[Aufgabenstellung]: Gib die folgenden Daten vollständig und zeichengetreu Zeile für Zeile aus. Lass dabei die Bilder weg.

[Einträge]:
# # #

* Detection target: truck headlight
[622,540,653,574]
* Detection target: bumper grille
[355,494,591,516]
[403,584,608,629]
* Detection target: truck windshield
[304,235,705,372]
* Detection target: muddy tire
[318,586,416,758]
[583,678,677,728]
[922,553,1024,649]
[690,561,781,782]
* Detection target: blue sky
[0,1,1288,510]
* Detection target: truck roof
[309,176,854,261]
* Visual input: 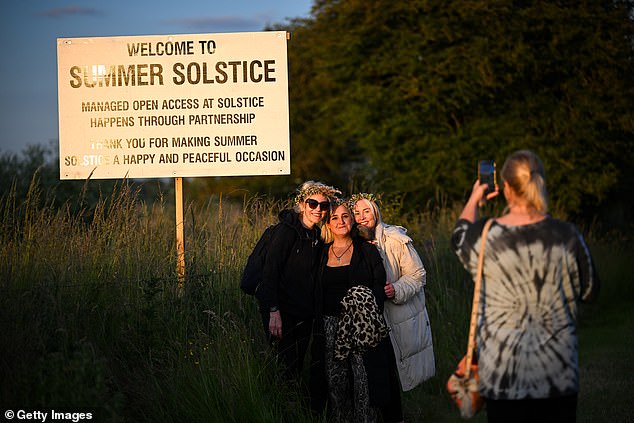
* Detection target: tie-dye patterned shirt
[452,217,599,399]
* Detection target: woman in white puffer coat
[352,194,436,391]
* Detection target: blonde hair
[349,196,383,229]
[501,150,548,213]
[295,181,341,212]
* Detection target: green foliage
[282,0,634,224]
[0,184,632,423]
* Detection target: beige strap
[465,219,493,379]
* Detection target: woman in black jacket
[316,202,402,422]
[256,181,339,392]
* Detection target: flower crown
[295,181,341,205]
[348,192,380,210]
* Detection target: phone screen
[478,160,496,194]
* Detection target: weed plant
[0,181,632,423]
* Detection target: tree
[282,0,634,224]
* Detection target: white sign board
[57,31,290,179]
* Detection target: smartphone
[478,160,496,194]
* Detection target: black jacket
[257,210,323,319]
[315,236,387,316]
[313,236,400,406]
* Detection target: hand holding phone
[478,160,496,195]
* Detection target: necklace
[330,242,352,263]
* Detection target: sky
[0,0,312,154]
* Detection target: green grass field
[0,184,634,423]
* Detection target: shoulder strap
[465,219,493,379]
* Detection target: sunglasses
[305,198,330,211]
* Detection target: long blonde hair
[501,150,548,213]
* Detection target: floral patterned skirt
[324,316,378,423]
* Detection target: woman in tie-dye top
[452,150,599,423]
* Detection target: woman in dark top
[452,150,599,423]
[256,181,339,390]
[317,201,398,422]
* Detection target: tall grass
[0,182,632,422]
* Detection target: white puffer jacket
[375,222,436,391]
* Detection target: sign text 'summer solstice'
[57,31,290,179]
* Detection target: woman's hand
[460,180,500,223]
[383,282,396,300]
[269,310,282,338]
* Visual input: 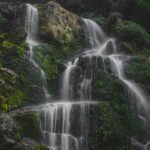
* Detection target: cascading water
[25,4,50,100]
[26,4,149,150]
[83,19,150,150]
[84,19,150,119]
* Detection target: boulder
[41,1,80,42]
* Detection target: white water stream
[26,4,150,150]
[25,4,50,100]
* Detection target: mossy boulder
[40,1,80,43]
[114,19,150,51]
[125,55,150,95]
[15,112,42,141]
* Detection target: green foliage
[34,44,66,95]
[92,71,124,101]
[125,55,150,94]
[115,21,150,49]
[34,145,49,150]
[14,131,22,141]
[95,100,144,150]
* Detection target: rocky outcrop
[41,1,80,42]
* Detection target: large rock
[41,1,80,42]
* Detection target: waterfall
[25,4,50,100]
[26,4,150,150]
[83,19,150,119]
[83,19,150,150]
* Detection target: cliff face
[0,0,150,150]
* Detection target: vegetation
[0,0,150,150]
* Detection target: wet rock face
[41,1,80,42]
[0,1,26,43]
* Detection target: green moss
[34,145,50,150]
[92,71,124,101]
[125,56,150,94]
[115,21,150,50]
[15,112,42,141]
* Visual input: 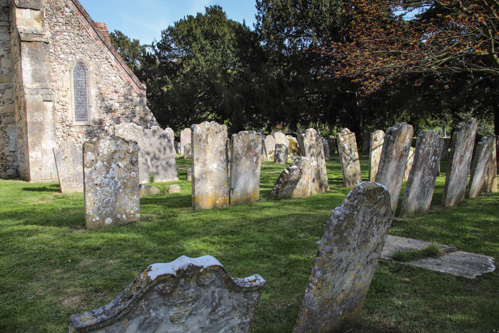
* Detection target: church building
[0,0,157,182]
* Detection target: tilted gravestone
[274,143,288,164]
[83,137,140,229]
[192,121,229,209]
[376,123,414,211]
[442,118,478,207]
[369,130,385,182]
[299,128,329,194]
[336,128,362,187]
[230,131,262,206]
[270,157,311,200]
[54,140,83,193]
[468,134,497,198]
[400,131,443,217]
[69,256,265,333]
[294,182,393,332]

# # #

[Lösung zur Aufgabe]:
* Detection target: truck headlight
[622,540,653,574]
* Detection target: bumper grille
[355,494,591,516]
[403,584,608,629]
* Detection target: truck windshield
[304,235,705,372]
* Detection target: muddy tire
[318,586,416,758]
[583,678,677,728]
[922,553,1024,649]
[690,561,781,782]
* Detection target: blue sky
[0,1,1288,510]
* Detection target: truck roof
[309,176,854,261]
* Visual input: 
* Detection target: tie-dye patterned shirt
[452,217,599,399]
* Detection target: woman in white puffer coat
[352,194,436,391]
* Detection target: blonde hair
[349,196,383,229]
[501,150,548,213]
[295,181,341,212]
* Detection target: green foliage
[282,0,634,224]
[0,184,632,423]
* Detection target: beige strap
[465,219,493,379]
* Detection target: woman in black jacket
[316,202,402,422]
[256,181,339,392]
* Detection target: flower crown
[295,181,341,205]
[348,192,380,210]
* Detection target: phone screen
[478,160,496,194]
* Detection target: weed plant
[0,181,632,423]
* Detection target: tree
[282,0,634,224]
* Detection target: white sign board
[57,31,290,179]
* Detection target: smartphone
[478,160,496,194]
* Detection target: black jacket
[257,210,323,319]
[315,236,387,316]
[313,236,400,406]
* Detection target: hand holding phone
[478,160,496,195]
* Detection target: necklace
[330,242,352,263]
* Detection target: sky
[0,0,312,154]
* Detection target: green grass field
[0,184,634,423]
* Detection target: shoulder strap
[465,219,493,379]
* Detection target: sunglasses
[305,198,330,211]
* Detection target: long blonde hair
[501,150,548,213]
* Detection target: floral patterned skirt
[324,316,378,423]
* Detection target: woman in tie-dye top
[452,150,599,423]
* Detection target: woman in dark top
[452,150,599,423]
[256,181,339,390]
[317,201,398,422]
* Detection target: tall grass
[0,182,632,422]
* Detection target: white puffer jacket
[375,222,436,391]
* Detection target: sign text 'summer solstice'
[57,31,290,179]
* Detection target: woman's hand
[460,180,500,223]
[383,282,396,300]
[269,310,282,338]
* Visual input: 
* Detection target: cascading water
[25,4,50,100]
[26,4,149,150]
[83,19,150,150]
[84,19,150,119]
* Detection target: boulder
[41,1,80,42]
* Detection target: white water stream
[26,4,150,150]
[25,4,50,100]
* Detection target: mossy boulder
[40,1,80,43]
[114,19,150,51]
[125,55,150,95]
[15,112,42,141]
* Detection target: green foliage
[34,44,66,95]
[92,71,124,101]
[125,55,150,94]
[115,21,150,49]
[34,145,49,150]
[14,131,22,141]
[95,100,144,150]
* Detection target: rocky outcrop
[41,1,80,42]
* Detection target: large rock
[41,1,80,42]
* Detection target: waterfall
[25,4,50,100]
[26,4,150,150]
[83,19,150,119]
[83,19,150,150]
* Detection target: cliff face
[0,0,150,150]
* Detection target: vegetation
[0,0,150,150]
* Detection target: wet rock face
[41,1,80,42]
[0,1,26,43]
* Detection target: green moss
[34,145,50,150]
[92,71,124,101]
[125,56,150,94]
[115,21,150,50]
[15,112,42,141]
* Visual input: 
* Detection target: church building
[0,0,157,182]
* Detection target: tilted gravestone
[274,143,288,164]
[83,137,140,229]
[192,121,229,209]
[376,123,414,211]
[442,118,478,207]
[369,130,385,182]
[299,128,329,194]
[336,128,362,187]
[230,131,262,206]
[270,157,311,200]
[54,140,83,193]
[468,134,497,198]
[400,131,443,217]
[69,256,265,333]
[294,182,393,332]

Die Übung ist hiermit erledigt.